◆ EXTRACTED MATERIAL:
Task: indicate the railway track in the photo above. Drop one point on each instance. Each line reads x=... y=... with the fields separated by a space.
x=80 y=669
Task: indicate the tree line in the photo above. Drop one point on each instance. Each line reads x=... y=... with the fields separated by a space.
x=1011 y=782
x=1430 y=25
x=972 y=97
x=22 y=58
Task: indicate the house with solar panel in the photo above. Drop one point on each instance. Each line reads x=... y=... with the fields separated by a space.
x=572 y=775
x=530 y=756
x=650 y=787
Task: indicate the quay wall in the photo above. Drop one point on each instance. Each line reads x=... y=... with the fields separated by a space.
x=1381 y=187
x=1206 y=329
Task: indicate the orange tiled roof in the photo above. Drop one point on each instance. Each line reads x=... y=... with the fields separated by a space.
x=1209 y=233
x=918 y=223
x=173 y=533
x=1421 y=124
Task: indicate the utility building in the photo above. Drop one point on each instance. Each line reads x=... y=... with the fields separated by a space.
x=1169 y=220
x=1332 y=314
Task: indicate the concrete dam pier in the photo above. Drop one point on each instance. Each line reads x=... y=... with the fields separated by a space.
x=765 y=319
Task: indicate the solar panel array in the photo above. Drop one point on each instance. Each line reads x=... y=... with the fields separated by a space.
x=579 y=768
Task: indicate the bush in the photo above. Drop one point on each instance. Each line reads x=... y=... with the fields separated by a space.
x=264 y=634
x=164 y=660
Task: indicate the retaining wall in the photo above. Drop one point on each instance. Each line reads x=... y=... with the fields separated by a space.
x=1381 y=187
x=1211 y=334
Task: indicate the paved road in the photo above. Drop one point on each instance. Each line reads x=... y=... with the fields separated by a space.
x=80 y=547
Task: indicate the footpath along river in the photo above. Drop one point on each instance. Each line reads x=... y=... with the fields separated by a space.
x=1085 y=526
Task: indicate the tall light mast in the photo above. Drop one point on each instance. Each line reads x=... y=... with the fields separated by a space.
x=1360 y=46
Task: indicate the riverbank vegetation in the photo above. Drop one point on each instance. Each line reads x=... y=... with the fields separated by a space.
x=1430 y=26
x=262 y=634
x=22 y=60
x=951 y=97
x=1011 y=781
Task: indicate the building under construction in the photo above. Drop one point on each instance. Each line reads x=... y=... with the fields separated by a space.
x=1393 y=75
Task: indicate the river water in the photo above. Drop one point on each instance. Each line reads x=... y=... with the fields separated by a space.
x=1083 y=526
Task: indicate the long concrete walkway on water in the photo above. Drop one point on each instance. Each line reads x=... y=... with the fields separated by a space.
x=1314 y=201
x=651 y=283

◆ WRITTEN EXERCISE:
Please return the stretch of the records from their start through the line containing "x=1085 y=526", word for word.

◆ THE RESULT:
Task: indicate the railway track in the photo above. Drop one point on each instance. Each line reads x=... y=... with the fields separated by a space.
x=80 y=669
Task: indicate the tree line in the photo above. Drop one point on each instance. Each line reads x=... y=... with the fields separated by a space.
x=1011 y=782
x=1430 y=25
x=972 y=97
x=22 y=58
Task: indicate the house with solar panel in the photo above. Drop one point on each instance. Each line reads x=... y=... with the fields separated by a space.
x=572 y=775
x=530 y=756
x=650 y=787
Task: indicate the quay wall in the photo above. Drop one point on each instance. Each line reads x=... y=... with the fields separated by a space.
x=1381 y=187
x=1206 y=329
Task: indicate the orange tiled roof in the photo above. Drop one point on each instance. Each line reads x=... y=... with the fields separated by a space.
x=1209 y=233
x=918 y=223
x=173 y=533
x=1421 y=124
Task: indicate the utility building in the photo above. Drop one point on each instance. Each line reads x=... y=... with the fields separated by a space.
x=1169 y=220
x=1332 y=314
Task: indicate the concrete dam pier in the photo above. Drop one point on each instance. Each line reads x=... y=... with the fields separated by a space.
x=765 y=319
Task: indicate the solar panel array in the photo above. Drop one point on each instance. Each line reads x=... y=... with the fields separated by a space.
x=579 y=768
Task: indicate the bush in the photo above. Drop one point on each instance. Each line reads x=... y=... with the fields separated by a space.
x=264 y=634
x=164 y=660
Task: indicate the retaining wall in the photo above. Drop one point on each instance. Each line reads x=... y=... with the fields separated by a space.
x=1381 y=187
x=1211 y=334
Task: indicate the paved road in the photo above. Drop one point on each instance. Each line reads x=... y=... with the fields separated by a space.
x=80 y=547
Task: indicate the footpath along river in the photo above. Drop one point on each instance. Each line reads x=... y=... with the fields separated by a space.
x=1085 y=526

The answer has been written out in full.